In this, the first of the College’s new lecture series on art in the environment, Beardsley, currently Director of Landscape Studies at Dumbarton Oaks, will give an illustrated talk on Wednesday, October 17 at 5:00 at Decker Theater entitled “Art in the Environment, Sketches from the Field.” Much of his talk will outline the development of art made not for the gallery, but created out in the environment, relating directly to the landscape and the way we experience our relationship with the earth.

“Broadly, it’s about art in the environment beginning with the great age of landscape art in the 19th century,” Beardsley explained, citing artists such as Thomas Cole and Albert Bierstadt whose breathtaking paintings of rivers and mountain ranges helped to form our collective view of the American landscape. “These artists were concerned about changes in the environment—loss of habitat and loss of biodiversity.”

In keeping with Washington College’s exciting new initiative focusing on interdisciplinary approaches to environmental studies with environmental art as a core element, Beardsley plans to show the continuity between the aims of these landscape painters and recent artists who share the same concerns.

“I believe we’re now in a 2nd great age of landscape art,” he said. “In both instances, we see the way artists react to environmental concerns, how art helps articulate our relationship with the environment.”

To understand why this is so important, think about what we have here in Chestertown and on the Eastern Shore in general. While we lack the major museums and inspiring artist-designed parks you find in big cities like Washington and New York, we have the open landscape and beautiful water that those city people long for. We’re well aware that this fine and beloved region is threatened by overdevelopment and environmental degradation. Environmental art can provide a context for addressing these problems and celebrating the beauty, richness and heritage of this place.

Records:

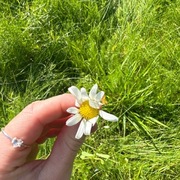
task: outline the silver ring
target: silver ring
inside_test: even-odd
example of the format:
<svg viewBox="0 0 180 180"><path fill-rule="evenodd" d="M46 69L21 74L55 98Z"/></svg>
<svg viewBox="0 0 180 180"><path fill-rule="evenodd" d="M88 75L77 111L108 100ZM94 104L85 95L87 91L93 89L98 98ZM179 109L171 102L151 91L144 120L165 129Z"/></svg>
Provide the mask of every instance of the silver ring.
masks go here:
<svg viewBox="0 0 180 180"><path fill-rule="evenodd" d="M17 137L14 137L12 138L11 136L9 136L5 131L4 131L4 128L1 128L1 132L2 134L7 137L11 143L12 143L12 146L14 148L20 148L20 147L30 147L26 144L24 144L24 141L22 139L18 139Z"/></svg>

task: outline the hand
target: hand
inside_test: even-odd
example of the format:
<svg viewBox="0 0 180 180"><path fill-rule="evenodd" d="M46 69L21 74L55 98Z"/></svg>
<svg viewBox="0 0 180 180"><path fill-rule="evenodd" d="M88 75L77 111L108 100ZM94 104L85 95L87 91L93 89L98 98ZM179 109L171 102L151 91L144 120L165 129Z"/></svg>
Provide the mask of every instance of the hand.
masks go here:
<svg viewBox="0 0 180 180"><path fill-rule="evenodd" d="M4 128L10 137L17 137L29 147L14 148L0 132L0 180L67 180L74 158L84 141L75 139L78 125L67 127L68 107L74 98L63 94L28 105ZM57 136L46 160L35 160L38 144Z"/></svg>

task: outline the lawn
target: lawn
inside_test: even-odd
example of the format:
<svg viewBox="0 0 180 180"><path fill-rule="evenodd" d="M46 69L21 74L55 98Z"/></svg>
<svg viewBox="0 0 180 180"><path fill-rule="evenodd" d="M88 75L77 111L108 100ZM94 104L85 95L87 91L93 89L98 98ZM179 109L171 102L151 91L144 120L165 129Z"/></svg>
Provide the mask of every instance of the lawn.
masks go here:
<svg viewBox="0 0 180 180"><path fill-rule="evenodd" d="M179 20L179 0L0 0L0 127L97 83L119 121L98 121L72 180L180 179Z"/></svg>

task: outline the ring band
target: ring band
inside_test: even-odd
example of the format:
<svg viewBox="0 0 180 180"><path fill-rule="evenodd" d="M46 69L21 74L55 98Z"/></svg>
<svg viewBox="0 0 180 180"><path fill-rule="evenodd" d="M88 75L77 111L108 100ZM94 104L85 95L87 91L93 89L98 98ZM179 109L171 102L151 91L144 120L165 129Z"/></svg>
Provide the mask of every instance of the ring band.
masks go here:
<svg viewBox="0 0 180 180"><path fill-rule="evenodd" d="M18 139L17 137L12 138L11 136L9 136L9 135L4 131L4 128L1 128L1 132L2 132L2 134L3 134L5 137L7 137L7 138L11 141L11 143L12 143L12 145L13 145L14 148L30 147L30 146L24 144L24 142L23 142L22 139Z"/></svg>

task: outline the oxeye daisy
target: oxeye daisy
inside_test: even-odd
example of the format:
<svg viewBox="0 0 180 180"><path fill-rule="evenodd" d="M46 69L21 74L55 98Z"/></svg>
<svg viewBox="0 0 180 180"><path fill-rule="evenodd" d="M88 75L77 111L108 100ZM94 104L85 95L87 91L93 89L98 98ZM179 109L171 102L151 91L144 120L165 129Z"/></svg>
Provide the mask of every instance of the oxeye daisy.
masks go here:
<svg viewBox="0 0 180 180"><path fill-rule="evenodd" d="M75 107L67 109L67 112L71 113L73 116L66 121L66 125L73 126L80 122L75 135L76 139L80 139L83 134L90 135L91 128L96 124L99 116L107 121L118 121L116 116L101 109L106 101L104 91L97 92L97 84L91 88L89 94L87 94L85 88L79 90L76 86L71 86L68 90L76 98L76 101Z"/></svg>

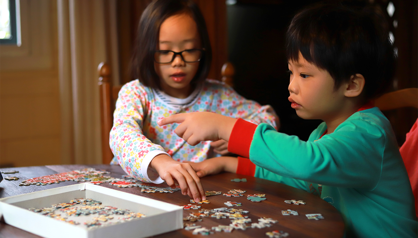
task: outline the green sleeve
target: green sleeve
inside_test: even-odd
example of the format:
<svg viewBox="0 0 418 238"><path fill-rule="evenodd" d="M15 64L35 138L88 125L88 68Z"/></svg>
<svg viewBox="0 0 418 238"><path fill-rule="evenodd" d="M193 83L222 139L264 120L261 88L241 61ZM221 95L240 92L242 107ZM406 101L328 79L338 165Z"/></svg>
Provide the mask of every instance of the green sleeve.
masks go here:
<svg viewBox="0 0 418 238"><path fill-rule="evenodd" d="M334 133L307 142L262 124L253 137L250 158L285 177L371 190L380 175L386 139L385 132L372 121L349 118Z"/></svg>
<svg viewBox="0 0 418 238"><path fill-rule="evenodd" d="M283 177L268 171L260 166L257 166L255 167L255 173L254 174L254 177L264 178L264 179L274 181L278 183L280 183L286 185L291 186L293 188L302 189L304 191L308 191L306 182L303 180Z"/></svg>

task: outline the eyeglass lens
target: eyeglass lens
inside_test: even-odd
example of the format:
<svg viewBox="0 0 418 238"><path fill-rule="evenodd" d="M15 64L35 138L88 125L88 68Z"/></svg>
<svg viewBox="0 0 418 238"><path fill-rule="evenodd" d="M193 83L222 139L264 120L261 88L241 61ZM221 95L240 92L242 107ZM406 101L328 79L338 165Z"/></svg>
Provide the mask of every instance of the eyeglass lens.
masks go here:
<svg viewBox="0 0 418 238"><path fill-rule="evenodd" d="M201 52L199 50L188 50L181 52L183 60L185 62L199 61L201 57ZM155 61L160 63L170 63L174 59L174 52L170 50L159 50L155 53Z"/></svg>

Task description:
List every environmental problem that the text about the art-in-the-environment lecture names.

Written answer:
- loss of habitat
- loss of biodiversity
- overdevelopment
- environmental degradation